**GIVEN TASK 1:**
Output the portion of the TV series details below from "- Promotional poster" up to and including "Lan (Ep 12-16)".
**GIVEN TASK 2:**
According to the TV series details below, who performs the ending theme song?
**GIVEN TASK 3:**
Resume the TV series details below, picking up right after their final line.

===== DOCUMENT PASSAGE

- Promotional poster
- 必勝練習生
- Genre: Romance Comedy
- Created by: Eastern Television
- Written by: Zou Wei Gang (ep 1-9) Yu Yuan Yuan (Ep 10-11) Lai Shu Ya (Ep 10-16) Zhu Jian Qing (Ep 10-16) Zheng Ya Lan (Ep 12-16)
- Directed by: Ker Choon Hooi Zhu Jian Qing Jiang Rui Zhi
- Starring: Alan Ko Allison Lin Ahn Zhe Beatrice Fang
- Opening theme: "Says You 你說妳說" by Angel Ho 何以奇
- Ending theme: "Yearn 念想" by Fong Wonder
- Country of origin: Taiwan
- Original language: Mandarin
- No. of episodes: 16+1

Production
- Producer: Ma Jin Da
- Production location: Taiwan
- Running time: 90 minutes (Ep 1-15) 120 minutes (Ep 16)

==========
===== RECORDS SUPPLIED

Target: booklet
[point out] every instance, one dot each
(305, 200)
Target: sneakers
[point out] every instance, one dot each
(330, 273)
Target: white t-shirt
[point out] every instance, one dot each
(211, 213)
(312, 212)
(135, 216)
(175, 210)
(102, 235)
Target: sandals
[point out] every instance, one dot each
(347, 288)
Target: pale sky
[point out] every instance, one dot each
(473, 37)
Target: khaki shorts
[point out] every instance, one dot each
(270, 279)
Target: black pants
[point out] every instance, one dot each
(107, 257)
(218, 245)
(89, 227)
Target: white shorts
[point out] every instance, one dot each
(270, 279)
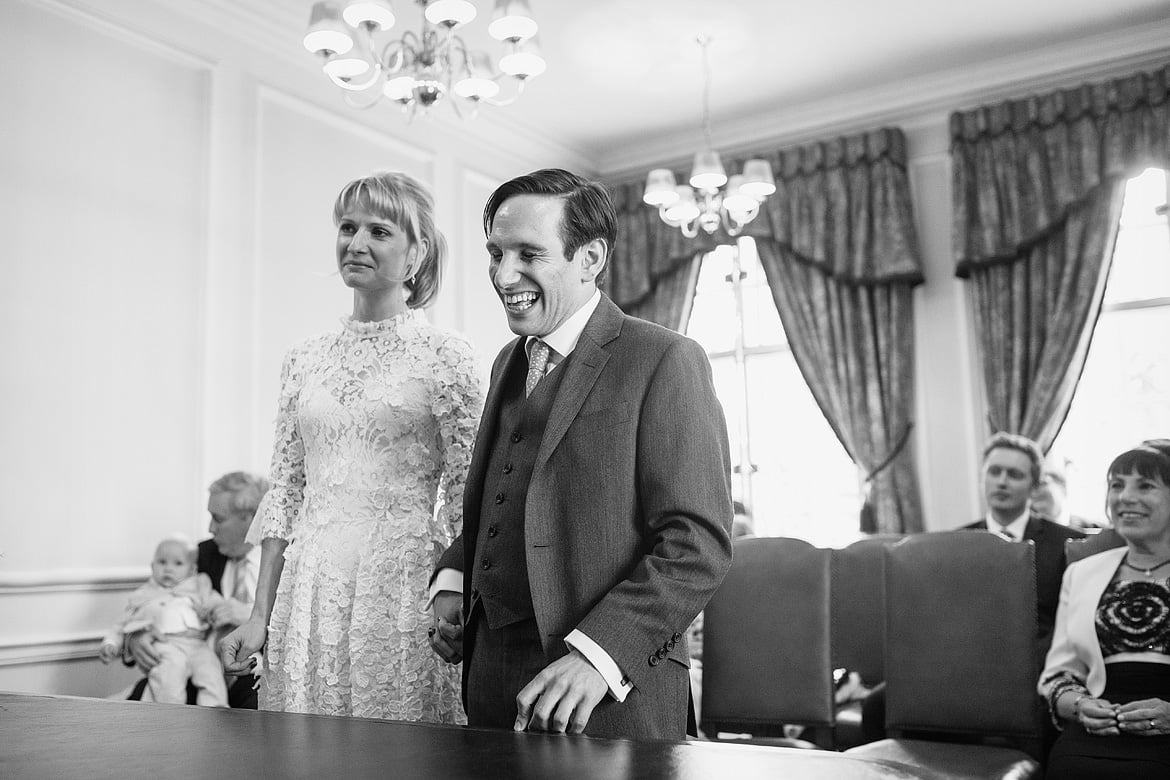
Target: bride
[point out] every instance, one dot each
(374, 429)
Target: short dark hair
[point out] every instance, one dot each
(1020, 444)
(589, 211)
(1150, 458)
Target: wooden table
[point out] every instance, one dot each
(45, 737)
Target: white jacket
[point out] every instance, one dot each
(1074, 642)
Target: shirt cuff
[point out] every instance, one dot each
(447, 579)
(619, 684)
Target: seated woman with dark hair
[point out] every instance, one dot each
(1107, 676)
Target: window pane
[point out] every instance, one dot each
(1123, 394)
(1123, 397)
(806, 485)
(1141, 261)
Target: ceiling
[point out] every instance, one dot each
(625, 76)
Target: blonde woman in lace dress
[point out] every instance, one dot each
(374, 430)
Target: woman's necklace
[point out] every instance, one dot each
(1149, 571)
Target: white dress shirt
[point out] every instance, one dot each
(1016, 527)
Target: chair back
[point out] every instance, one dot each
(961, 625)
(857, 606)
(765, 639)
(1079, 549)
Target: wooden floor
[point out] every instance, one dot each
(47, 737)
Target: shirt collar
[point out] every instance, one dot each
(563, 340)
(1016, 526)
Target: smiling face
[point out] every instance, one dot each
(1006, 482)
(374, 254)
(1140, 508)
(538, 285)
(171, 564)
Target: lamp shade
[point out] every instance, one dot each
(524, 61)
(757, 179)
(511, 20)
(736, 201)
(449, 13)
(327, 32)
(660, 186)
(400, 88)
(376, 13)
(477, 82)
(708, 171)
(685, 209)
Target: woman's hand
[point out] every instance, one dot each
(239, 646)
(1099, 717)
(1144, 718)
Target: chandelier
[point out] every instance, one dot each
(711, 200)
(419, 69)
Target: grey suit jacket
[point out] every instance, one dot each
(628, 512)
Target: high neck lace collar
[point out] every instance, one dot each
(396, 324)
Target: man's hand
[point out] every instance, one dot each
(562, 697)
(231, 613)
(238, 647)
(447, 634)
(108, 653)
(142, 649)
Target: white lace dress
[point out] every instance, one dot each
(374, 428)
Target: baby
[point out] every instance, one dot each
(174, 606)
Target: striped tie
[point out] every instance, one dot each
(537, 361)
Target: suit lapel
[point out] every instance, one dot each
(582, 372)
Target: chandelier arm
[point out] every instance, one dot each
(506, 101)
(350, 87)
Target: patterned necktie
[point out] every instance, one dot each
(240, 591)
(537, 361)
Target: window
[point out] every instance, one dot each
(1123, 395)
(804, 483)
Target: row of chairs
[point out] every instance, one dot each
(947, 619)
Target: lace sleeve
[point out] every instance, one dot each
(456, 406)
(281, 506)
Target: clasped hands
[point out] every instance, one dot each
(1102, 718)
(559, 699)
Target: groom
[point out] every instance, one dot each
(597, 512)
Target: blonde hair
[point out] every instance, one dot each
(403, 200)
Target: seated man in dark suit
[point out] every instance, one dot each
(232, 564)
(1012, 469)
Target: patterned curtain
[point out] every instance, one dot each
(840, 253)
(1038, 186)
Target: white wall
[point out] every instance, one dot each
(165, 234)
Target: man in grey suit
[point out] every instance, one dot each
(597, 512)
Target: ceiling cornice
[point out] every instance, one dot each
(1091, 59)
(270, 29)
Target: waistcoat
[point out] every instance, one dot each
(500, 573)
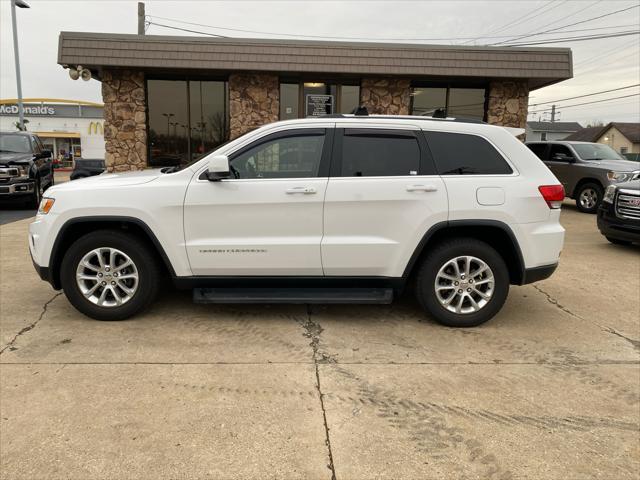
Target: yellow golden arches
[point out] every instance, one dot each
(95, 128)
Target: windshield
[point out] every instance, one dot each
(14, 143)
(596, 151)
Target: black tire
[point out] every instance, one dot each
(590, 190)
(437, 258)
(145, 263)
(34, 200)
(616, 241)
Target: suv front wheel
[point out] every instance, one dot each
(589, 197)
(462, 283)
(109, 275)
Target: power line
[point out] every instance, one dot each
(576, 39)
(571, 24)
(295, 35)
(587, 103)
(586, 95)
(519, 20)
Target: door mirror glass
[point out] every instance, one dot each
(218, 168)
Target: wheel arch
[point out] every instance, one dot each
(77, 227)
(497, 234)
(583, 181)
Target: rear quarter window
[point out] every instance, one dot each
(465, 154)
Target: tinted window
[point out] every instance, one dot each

==========
===== RECORDS SUPPLIED

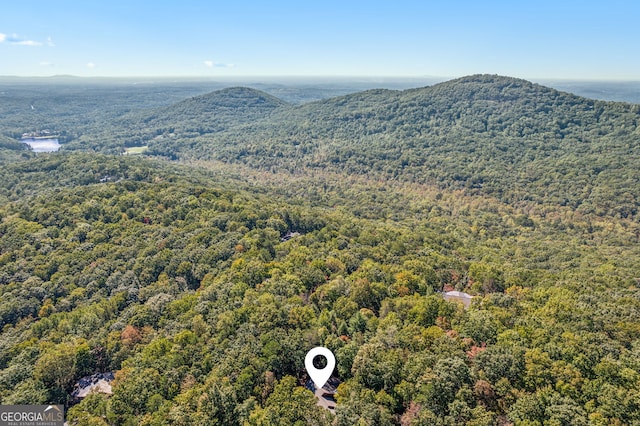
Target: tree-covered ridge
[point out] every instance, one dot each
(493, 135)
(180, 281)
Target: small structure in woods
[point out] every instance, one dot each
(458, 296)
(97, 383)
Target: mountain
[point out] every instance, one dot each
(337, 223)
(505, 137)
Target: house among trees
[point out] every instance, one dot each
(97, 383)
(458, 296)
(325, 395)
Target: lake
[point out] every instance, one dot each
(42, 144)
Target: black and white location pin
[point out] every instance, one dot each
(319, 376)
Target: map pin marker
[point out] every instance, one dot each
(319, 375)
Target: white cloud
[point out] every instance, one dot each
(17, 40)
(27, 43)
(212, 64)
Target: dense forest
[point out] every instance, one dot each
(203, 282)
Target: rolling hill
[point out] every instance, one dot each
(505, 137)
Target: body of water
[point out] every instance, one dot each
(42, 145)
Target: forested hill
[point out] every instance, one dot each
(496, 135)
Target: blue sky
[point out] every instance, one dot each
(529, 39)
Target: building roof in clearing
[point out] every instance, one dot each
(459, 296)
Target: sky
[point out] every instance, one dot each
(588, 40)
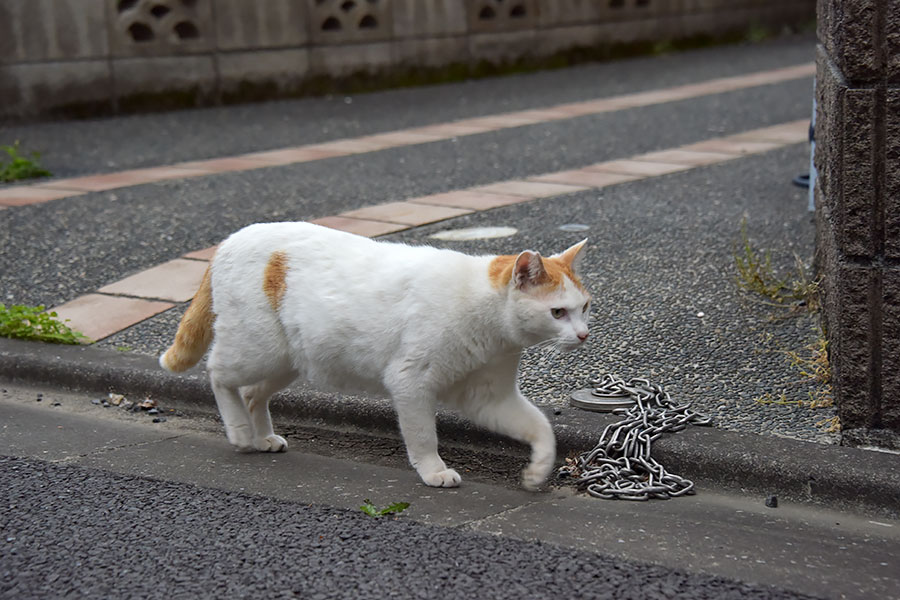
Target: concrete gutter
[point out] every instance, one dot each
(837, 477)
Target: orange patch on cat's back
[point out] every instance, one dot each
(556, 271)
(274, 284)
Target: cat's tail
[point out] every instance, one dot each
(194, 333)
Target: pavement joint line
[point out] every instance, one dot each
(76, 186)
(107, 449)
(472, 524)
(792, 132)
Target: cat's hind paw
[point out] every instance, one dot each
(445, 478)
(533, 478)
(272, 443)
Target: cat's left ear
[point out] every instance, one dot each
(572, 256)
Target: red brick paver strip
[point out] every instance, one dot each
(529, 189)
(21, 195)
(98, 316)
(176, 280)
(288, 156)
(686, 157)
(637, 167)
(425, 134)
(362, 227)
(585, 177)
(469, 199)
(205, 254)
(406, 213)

==========
===== RECORDS SUPPLIED

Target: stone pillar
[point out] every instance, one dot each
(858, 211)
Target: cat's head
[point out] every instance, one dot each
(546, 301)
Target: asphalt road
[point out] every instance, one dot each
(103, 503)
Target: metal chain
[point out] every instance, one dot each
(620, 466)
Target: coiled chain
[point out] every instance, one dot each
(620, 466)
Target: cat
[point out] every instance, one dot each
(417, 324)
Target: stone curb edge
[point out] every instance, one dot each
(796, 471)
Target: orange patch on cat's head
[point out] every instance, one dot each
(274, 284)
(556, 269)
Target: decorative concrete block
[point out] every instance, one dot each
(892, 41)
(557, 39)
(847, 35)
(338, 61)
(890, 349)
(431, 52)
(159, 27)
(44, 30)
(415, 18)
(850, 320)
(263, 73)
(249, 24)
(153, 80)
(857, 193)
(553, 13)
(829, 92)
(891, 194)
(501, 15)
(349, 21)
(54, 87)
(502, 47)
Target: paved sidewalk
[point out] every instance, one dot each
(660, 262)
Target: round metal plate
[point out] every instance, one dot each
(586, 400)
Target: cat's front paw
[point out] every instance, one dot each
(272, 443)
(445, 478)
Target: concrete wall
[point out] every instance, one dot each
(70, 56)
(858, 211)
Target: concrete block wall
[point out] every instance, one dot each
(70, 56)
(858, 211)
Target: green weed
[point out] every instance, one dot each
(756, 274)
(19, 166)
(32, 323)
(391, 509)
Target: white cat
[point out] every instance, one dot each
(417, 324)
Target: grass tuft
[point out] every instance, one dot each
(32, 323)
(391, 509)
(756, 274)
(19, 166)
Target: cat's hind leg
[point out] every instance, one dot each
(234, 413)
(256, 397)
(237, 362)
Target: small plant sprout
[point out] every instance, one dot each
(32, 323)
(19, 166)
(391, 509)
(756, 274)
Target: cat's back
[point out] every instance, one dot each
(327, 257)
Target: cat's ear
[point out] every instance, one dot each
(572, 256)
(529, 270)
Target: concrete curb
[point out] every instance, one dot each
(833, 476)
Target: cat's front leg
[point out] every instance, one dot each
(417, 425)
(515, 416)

==========

**REPLY 1:**
- Promotional poster
- 必勝練習生
- Genre: Romance Comedy
- Created by: Eastern Television
- Written by: Zou Wei Gang (ep 1-9) Yu Yuan Yuan (Ep 10-11) Lai Shu Ya (Ep 10-16) Zhu Jian Qing (Ep 10-16) Zheng Ya Lan (Ep 12-16)

**REPLY 2:**
Fong Wonder

**REPLY 3:**
Original release
- Network: TTV EBC Variety
- Release: 30 July – 19 November 2016

Related
- Love @ Seventeen; The King of Romance;

= Love by Design =

2016 Taiwanese television series

Love by Design (必勝練習生 (bì shèng liàn xí shēng; literally "Win Trainee")) is a 2016 Taiwanese romantic comedy television series created and produced by Eastern Television. It stars Alan Ko, Allison Lin, Ahn Zhe and Beatrice Fang as the main cast. Filming began on May 12, 2016, and wrapped up on August 24, 2016. First original broadcast began on July 30, 2016, on TTV airing every Saturday night at 10:00-11:30 pm.

It is a remake of the South Korean drama Baby Faced Beauty, which first aired in 2011.

==Synopsis==
What would you if you were 34 years old and laid off from your job? Li Shu Fen gets fired from her job despite giving it many years of loyal service. Unable to find another job, Shu Fen uses her baby face to her advantage when she ends up lying about her age and taking an entry-level job as a 25-years-old rookie for a major clothing company. There, she meets the company president, who may catch her in her web of lies. How long can Shu Fen keep up her ruse to try to chase her dream of becoming a fashion designer?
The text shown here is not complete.